[Lines of data]
** Start **

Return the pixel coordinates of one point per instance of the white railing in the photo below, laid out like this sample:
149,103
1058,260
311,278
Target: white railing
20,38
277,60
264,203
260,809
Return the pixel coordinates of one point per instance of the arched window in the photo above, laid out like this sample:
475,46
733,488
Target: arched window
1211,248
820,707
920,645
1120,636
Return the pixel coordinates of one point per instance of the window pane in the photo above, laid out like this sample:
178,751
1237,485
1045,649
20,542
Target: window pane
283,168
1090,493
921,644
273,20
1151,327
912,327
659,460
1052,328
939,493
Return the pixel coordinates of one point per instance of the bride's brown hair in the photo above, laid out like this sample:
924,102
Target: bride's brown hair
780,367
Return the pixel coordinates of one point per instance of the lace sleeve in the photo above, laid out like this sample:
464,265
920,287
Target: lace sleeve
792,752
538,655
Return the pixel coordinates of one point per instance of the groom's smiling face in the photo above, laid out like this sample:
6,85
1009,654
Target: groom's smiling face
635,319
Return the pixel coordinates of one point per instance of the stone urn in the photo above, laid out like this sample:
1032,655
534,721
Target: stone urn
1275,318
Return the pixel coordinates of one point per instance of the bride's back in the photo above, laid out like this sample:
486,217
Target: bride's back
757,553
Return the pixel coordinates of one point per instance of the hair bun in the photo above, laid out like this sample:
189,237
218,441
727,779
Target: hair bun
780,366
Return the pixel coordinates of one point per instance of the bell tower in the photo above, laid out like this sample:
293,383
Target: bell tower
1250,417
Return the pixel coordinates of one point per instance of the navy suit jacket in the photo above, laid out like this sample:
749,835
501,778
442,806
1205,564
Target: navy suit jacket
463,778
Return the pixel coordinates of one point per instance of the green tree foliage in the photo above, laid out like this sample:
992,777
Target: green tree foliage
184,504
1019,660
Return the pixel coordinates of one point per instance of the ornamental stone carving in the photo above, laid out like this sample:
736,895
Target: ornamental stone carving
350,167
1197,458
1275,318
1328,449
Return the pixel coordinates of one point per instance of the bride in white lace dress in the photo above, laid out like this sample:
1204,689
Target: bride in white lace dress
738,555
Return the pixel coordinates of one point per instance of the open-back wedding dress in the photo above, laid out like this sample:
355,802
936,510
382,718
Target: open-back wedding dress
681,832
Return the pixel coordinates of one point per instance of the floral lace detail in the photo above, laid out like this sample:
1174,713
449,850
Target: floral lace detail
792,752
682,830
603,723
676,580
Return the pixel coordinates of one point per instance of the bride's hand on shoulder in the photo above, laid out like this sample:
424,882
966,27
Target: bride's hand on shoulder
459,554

** End **

#### [What the task asks]
Can you output every record above verbatim, without changing a single character?

#### [Complete output]
Return the pixel coordinates of one point per instance of the white railing in the photo below, laid out like this sample:
149,103
1058,260
311,278
Target: white railing
20,38
277,60
264,203
260,809
Return the pixel coordinates of one point per instance of the arched window in the photo above, laid out like this sample:
475,46
733,488
Target: arched window
1211,248
820,707
920,645
1120,636
Return the pixel coordinates of one point per instance of the window pane in the photo above, laid out like this sample:
178,751
1237,485
1045,649
20,542
Target: window pane
283,168
1090,493
921,644
273,20
1151,327
912,327
659,460
1052,328
939,493
Return the pixel coordinates of one point per instance of the bride's brown hair in the photo above, laid out like this sample:
924,102
Target: bride's brown hair
780,367
Return the pixel coordinates of one point per instance of the lace sleeve in the photo above, laid out like this sample:
464,265
920,287
Target: lace sleeve
792,752
538,655
Return the pixel coordinates of one point per instance of the groom's smiling face in the photo above, laid out like this sample:
6,85
1009,654
Target: groom's smiling face
635,319
Return the pixel coordinates of one point per instance of the stone urn in the photo above, laid out like this sample:
1032,655
534,721
Target: stone urn
1275,318
Return the pixel coordinates of one point per instance of the bride's back in the photo above, laid out like this sample:
486,217
Target: bride's back
757,553
Return the pixel coordinates of one point per instance of the hair bun in the photo above, laid out like this sample:
189,237
218,441
727,779
Target: hair bun
780,366
Return the pixel coordinates of one point per instance of the bell tower in the photo above, laid out like this sample:
293,383
Target: bell tower
1250,417
Return the pixel coordinates of one point per instance of the navy suit jacket in the photo above, laid out like this sample:
749,835
501,778
442,806
1205,564
Target: navy suit jacket
463,778
Return the pixel coordinates of one point per instance of the green tree foliage in the photo above, laid out like this sample:
992,777
Target: green tree foliage
184,504
1019,660
Return the pixel coordinates of one point per instance of the ornamental stone carving in the photo above, laid out like this sample:
736,895
Target: ornamental stone carving
350,167
1197,458
1275,318
1328,449
Return the pixel coordinates of one point per instance of the bride in white lace dress in the photo above, laid out like this sample:
1204,689
Target: bride in white lace dress
738,555
Return the pixel coordinates of one point per instance of the open-back wedding dress in the photo above, laid out like this sample:
355,802
936,510
382,718
Target: open-back wedding dress
681,832
Return the pixel coordinates of one point per instance of the floral lace detail in the photo above, laid out like this sample:
1174,713
449,850
Target: floral lace detail
792,752
682,830
603,723
676,580
Return the pixel coordinates of one point per instance of the bride's hand on shoulder in the photo above, laid out like this sample:
424,882
966,27
Target: bride's hand on shoulder
459,554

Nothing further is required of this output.